* QUOTED PASSAGE
■ ■ ■ ■ ■ ■ ■
The Mandalorian is an American space Western television series created by Jon Favreau for the streaming service Disney+. It is the first live-action series in the Star Wars franchise, beginning five years after the events of Return of the Jedi (1983). Pedro Pascal stars as the title character, a lone bounty hunter who goes on the run after being hired to retrieve "The Child". The first season premiered on Disney+ on its United States launch day, November 12, 2019, and the second season premiered on October 30, 2020.

The series received numerous awards and nominations for its acting, directing, writing, visual effects, and production values. Among these recognitions, it has been nominated for six Primetime Emmy Awards and thirty-three Primetime Creative Arts Emmy Awards (winning fourteen Creative Arts Emmys). The series' first two seasons were nominated for Outstanding Drama Series. At the 2021 ceremony, it tied for most nominations with twenty-four, and it tied for most awards at the Creative Arts ceremony in 2020 with seven wins. Giancarlo Esposito, Timothy Olyphant, Taika Waititi, and Carl Weathers have received Emmy nominations for their performances. Episodes "Chapter 1: The Mandalorian", "Chapter 2: The Child", and "Chapter 16: The Rescue" each won two Emmy awards for their technical achievements.
■ ■ ■ ■ ■ ■ ■
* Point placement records
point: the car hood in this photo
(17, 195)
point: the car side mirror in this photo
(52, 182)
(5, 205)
■ ■ ■ ■ ■ ■ ■
* PROBLEM DESCRIPTION
Answer these questions from the passage on The Mandalorian:
1. Who stars as the title character?
2. On what date did the second season premiere?
3. How many Primetime Creative Arts Emmy Awards has the series won?

* WRITTEN ANSWER
1. Pedro Pascal
2. October 30, 2020
3. Fourteen